Mjolnir: talks

Fonctions d'échange vitesse/précision dans le pointage manuel et dans la saccade oculaire
Jeudi 27 février 2014 à 14h, à l'IRCICA

La fonction d’échange liant la vitesse et la précisions du pointage manuel, formalisée par la fameuse loi de Fitts, a toujours intéressé l’interaction homme-machine (IHM). Qu’en est-il du pointage saccadique oculaire au cours duquel notre regard saute, en quelques dizaines de millisecondes, d’un point de fixation à un autre ? Pour l’IHM, à une époque marquée par la diversification explosive des besoins en matière de techniques d’entrées, l’intérêt objectif de ce type de pointage ne peut qu’aller croissant, et il paraît urgent d’en apprécier correctement les propriétés.

La littérature spécialisée n’offre que des réponses évasives, sinon contradictoires, à la question de savoir si la saccade oculaire, comme le mouvement de la main, obéit à une fonction d’échange vitesse/précision. Mais on observera que l’étude de la saccade oculaire et celle du pointage manuel ont été réalisées dans des paradigmes expérimentaux différents, en utilisant de surcroît des notions proprement incommensurables de vitesse et de précision : dans le cas du pointage manuel, un temps exprimé en secondes dépend d’une variable sans dimension (loi de Fitts) ; alors que, s’agissant de la saccade, on fait dépendre une dispersion mesurée en degrés d’angle d’une vitesse moyenne mesurée en degrés par seconde. Pour comparer les performances de pointage dont sont capables l’œil et la main, pourquoi ne pas utiliser les mêmes mesures de vitesse et de précision? Ce qui nous conduit à nous interroger sur la validité et la robustesse de nos définitions.

» Consigne
Répondez, s'il vous plaît, à ces questions sur le texte consacré au pointage :
(a) À quelle date, à quelle heure et en quel lieu la présentation a-t-elle lieu ?
(b) Quelle loi formalise la fonction d'échange entre vitesse et précision du pointage manuel ?
(c) En combien de temps le regard saute-t-il d'un point de fixation à un autre ?

» Lignes répertoriées
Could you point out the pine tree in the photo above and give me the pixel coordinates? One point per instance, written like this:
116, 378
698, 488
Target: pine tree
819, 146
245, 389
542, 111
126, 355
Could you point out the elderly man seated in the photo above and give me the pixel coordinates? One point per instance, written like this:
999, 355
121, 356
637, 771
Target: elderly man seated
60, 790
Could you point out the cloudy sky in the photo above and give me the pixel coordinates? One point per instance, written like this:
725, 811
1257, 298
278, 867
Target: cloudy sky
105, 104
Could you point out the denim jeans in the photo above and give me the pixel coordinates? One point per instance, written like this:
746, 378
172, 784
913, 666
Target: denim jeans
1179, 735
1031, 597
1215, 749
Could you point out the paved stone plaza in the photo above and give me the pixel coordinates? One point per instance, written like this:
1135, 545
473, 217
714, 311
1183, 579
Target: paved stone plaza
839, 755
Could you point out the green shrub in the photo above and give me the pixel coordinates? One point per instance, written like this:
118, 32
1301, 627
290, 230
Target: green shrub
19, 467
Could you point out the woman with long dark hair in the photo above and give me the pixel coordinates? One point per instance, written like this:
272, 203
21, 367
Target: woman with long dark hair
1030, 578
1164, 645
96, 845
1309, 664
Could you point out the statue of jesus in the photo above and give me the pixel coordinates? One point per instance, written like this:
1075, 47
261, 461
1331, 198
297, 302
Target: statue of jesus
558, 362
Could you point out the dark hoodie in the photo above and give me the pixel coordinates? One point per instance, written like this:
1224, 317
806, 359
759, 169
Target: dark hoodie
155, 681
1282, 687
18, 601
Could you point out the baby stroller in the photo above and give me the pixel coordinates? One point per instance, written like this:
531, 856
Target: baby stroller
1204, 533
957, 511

» Réponse
(a) Le jeudi 27 février 2014 à 14h, à l'IRCICA.
(b) La loi de Fitts.
(c) En quelques dizaines de millisecondes.